Task statement =
From the herb descriptions below, extract the passage starting with "Organic Chickweed: is" and going on through "used for centuries.", reproducing it verbatim.
[Text segment]
Organic Chickweed: is moist and sweet, salty, and softening, cooling, restoring and nourishing. Added to creams it was known historically to help reduce swelling, resolve lumps, clear heat, reduce inflammation and itchiness, soften boils and draw out pus, promotes tissue repair and detoxification.
Organic Chamomile: is a great anti-inflammatory herb. Many times folk remedies talk about using chamomile tea for swollen eyes and such. This is an ancient herb that has been used for centuries.
Organic Goats Rue: Culpepper suggested goat's rue as a soak for tired feet and for cheese making. historically it was also used to aid in treating the plague. It was believed to have been used as a diuretic and tonic in typhoid conditions and also as a nervous system stimulant.
Organic Wormwood: Has historically been used as a anti-inflammatory, antipyretic, and it is also used as a flavoring agent. Wormwood has been used for centuries as a poultice for tendon inflammation. Wormwood scares people, but when used properly it has many benefits. Truth be told, if you want to know more about his herb, check out or FB Business page videos where we reproduced an original Absinthe recipe. We talk about how wormwood got a bad name- from people not knowing how to properly use the herb. We think Claire would have known this- cause she is SMART!
[/Text segment]
[Recorded information]
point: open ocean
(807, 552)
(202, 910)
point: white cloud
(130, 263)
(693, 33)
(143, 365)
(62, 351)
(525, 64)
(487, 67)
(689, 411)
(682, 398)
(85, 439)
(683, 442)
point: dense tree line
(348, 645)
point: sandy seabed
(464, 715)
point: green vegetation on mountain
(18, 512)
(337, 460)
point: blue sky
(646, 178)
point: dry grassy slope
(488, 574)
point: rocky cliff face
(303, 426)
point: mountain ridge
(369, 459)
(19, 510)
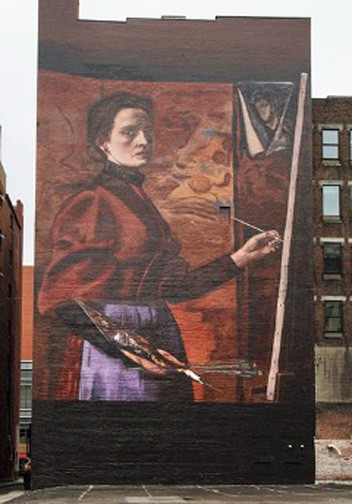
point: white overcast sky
(331, 66)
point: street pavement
(158, 494)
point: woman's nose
(142, 138)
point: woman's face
(130, 143)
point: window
(26, 389)
(331, 202)
(332, 258)
(333, 315)
(330, 144)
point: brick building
(11, 227)
(332, 158)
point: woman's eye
(129, 133)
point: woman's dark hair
(102, 114)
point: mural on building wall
(162, 214)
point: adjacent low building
(332, 157)
(11, 228)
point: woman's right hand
(257, 248)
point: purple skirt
(108, 378)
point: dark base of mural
(119, 443)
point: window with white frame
(332, 258)
(330, 143)
(333, 318)
(331, 202)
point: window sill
(331, 162)
(332, 276)
(332, 220)
(333, 335)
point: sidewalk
(157, 494)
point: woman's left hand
(256, 248)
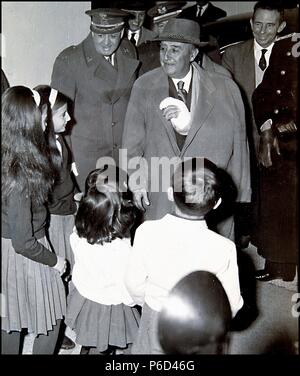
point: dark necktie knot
(262, 61)
(182, 93)
(199, 10)
(132, 39)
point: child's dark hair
(196, 186)
(104, 213)
(60, 100)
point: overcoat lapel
(203, 108)
(162, 92)
(126, 68)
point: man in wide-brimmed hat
(210, 122)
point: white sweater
(98, 272)
(168, 249)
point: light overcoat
(217, 132)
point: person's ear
(170, 194)
(251, 23)
(281, 27)
(217, 203)
(194, 54)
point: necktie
(199, 9)
(262, 61)
(182, 93)
(132, 39)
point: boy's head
(196, 187)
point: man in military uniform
(275, 103)
(97, 75)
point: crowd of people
(146, 160)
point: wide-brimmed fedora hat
(181, 30)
[/Recorded information]
Expected answer =
Organic Chickweed: is moist and sweet, salty, and softening, cooling, restoring and nourishing. Added to creams it was known historically to help reduce swelling, resolve lumps, clear heat, reduce inflammation and itchiness, soften boils and draw out pus, promotes tissue repair and detoxification.
Organic Chamomile: is a great anti-inflammatory herb. Many times folk remedies talk about using chamomile tea for swollen eyes and such. This is an ancient herb that has been used for centuries.